How to calculate to the jacobian of $n(u, u_n, u_p)$? That is

$$dn_{ij} = \frac{\delta n_i}{\delta (u, u_n, u_p)_j}$$

I am considering the following snippet

Q = FunctionSpace(mesh,'CG',1)
element = Q.ufl_element()
mixed_element = MixedElement(element,element,element)
W = FunctionSpace(mesh, mixed_element)
u_mixed = Function(W)
v_mixed = TestFunction(W)
v, vn, vp = split(v_mixed)
du_mixed = TrialFunction(W)
u, un, up = split(u_mixed)


n = exp((u-un))
dx = Measure("dx")

I'd like to calculate the jacobian with something like this but I don't know if that's correct:

dn = derivative(n*v*dx(), u_mixed, du_mixed)
dn += derivative(n*vn*dx(), u_mixed, du_mixed)
J = assemble(dn)

Any help is appreciated.

asked Jul 3, 2017 by chaffra FEniCS User (1,830 points)
edited Jul 3, 2017 by chaffra

1 Answer

+1 vote

Hello,

I think you might be looking for something like this:

F0 = n*v*dx
F1 = n*vn*dx 
F = F0+F1

J = derivative(F,u_mixed, du_mixed)

Regards,
Leonardo

answered Jul 5, 2017 by lhdamiani FEniCS User (2,580 points)

Thanks Leonardo,

this seems to work. For example, is derivative(n*v*dx,u_mixed,du_mixed) the derivative on the integral of n with respect to a degree of freedom in u_mixed or is it the derivative of n or are they both the same thing in this case? I am still confused why this works.

» WHAT IS BEING ASKED
Please answer these questions from the FEniCS thread above, one per line.
(a) What expression is assigned to n in the snippet?
(b) On what date was the answer posted?
(c) In the reply, what is F defined as?

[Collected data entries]
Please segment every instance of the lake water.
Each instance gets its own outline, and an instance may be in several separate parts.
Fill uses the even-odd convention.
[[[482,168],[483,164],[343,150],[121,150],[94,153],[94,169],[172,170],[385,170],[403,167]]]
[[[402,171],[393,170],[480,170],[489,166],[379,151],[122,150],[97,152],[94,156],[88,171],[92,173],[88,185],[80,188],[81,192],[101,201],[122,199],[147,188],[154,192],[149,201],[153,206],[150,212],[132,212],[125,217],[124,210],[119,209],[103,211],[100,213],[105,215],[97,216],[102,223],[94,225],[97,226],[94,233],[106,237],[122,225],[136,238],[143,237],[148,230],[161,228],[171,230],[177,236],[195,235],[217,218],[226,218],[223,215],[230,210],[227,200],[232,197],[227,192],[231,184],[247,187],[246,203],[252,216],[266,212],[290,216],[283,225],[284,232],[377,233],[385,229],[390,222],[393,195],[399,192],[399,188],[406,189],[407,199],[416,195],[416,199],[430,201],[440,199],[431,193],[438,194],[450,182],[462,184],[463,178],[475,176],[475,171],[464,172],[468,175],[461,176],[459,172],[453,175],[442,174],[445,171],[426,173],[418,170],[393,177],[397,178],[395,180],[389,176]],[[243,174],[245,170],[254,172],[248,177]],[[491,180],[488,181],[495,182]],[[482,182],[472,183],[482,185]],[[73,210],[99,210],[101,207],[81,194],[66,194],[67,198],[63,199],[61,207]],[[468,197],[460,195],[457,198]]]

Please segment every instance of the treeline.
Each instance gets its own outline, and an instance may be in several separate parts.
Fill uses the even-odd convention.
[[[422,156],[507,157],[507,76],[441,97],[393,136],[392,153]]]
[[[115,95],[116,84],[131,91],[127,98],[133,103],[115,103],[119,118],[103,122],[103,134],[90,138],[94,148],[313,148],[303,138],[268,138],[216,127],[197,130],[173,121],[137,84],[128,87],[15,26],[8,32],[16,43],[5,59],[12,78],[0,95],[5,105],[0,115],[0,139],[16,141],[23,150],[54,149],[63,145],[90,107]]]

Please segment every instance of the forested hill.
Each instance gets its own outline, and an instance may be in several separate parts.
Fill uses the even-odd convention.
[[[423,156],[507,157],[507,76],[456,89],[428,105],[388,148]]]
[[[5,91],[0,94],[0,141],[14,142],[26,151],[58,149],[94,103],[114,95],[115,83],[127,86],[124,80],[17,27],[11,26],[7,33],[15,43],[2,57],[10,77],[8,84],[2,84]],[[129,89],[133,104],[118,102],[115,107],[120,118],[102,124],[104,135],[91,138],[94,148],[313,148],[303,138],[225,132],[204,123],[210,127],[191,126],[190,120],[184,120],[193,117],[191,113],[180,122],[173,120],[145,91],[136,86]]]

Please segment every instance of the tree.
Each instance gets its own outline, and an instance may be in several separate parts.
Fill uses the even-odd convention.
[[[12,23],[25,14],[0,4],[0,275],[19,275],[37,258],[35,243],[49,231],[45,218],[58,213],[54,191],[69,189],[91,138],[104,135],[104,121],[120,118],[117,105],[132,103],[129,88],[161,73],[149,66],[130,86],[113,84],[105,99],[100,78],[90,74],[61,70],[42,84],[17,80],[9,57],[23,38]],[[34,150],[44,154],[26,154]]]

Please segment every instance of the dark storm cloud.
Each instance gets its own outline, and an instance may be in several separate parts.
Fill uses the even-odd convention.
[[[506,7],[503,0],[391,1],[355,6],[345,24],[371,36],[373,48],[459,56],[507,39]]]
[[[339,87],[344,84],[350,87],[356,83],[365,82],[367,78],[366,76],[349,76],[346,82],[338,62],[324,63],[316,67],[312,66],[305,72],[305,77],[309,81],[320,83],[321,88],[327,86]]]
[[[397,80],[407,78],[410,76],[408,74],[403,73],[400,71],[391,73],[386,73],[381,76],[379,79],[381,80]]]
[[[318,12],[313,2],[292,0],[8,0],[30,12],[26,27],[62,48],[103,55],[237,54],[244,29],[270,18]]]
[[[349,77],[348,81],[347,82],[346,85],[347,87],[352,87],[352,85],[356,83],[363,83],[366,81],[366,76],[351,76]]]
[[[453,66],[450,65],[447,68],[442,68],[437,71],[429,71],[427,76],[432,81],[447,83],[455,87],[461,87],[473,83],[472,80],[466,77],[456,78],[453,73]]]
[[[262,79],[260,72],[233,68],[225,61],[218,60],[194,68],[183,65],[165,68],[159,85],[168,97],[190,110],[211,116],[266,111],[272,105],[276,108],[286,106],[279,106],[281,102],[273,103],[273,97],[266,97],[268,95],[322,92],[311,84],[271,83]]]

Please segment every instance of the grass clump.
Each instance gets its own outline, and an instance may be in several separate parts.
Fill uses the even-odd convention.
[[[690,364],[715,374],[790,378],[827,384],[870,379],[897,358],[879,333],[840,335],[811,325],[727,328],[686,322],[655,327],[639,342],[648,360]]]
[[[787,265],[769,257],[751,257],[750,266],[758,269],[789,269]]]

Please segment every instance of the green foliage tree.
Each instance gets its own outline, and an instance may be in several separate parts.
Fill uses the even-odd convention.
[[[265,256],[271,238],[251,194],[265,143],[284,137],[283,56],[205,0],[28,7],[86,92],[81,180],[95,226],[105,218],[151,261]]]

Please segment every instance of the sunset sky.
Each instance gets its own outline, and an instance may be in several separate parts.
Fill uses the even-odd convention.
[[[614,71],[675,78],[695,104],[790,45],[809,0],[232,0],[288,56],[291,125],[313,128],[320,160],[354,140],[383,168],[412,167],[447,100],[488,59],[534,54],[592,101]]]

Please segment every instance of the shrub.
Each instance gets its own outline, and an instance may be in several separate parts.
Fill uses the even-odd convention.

» FULL SOLUTION
(a) exp((u-un))
(b) Jul 5, 2017
(c) F0+F1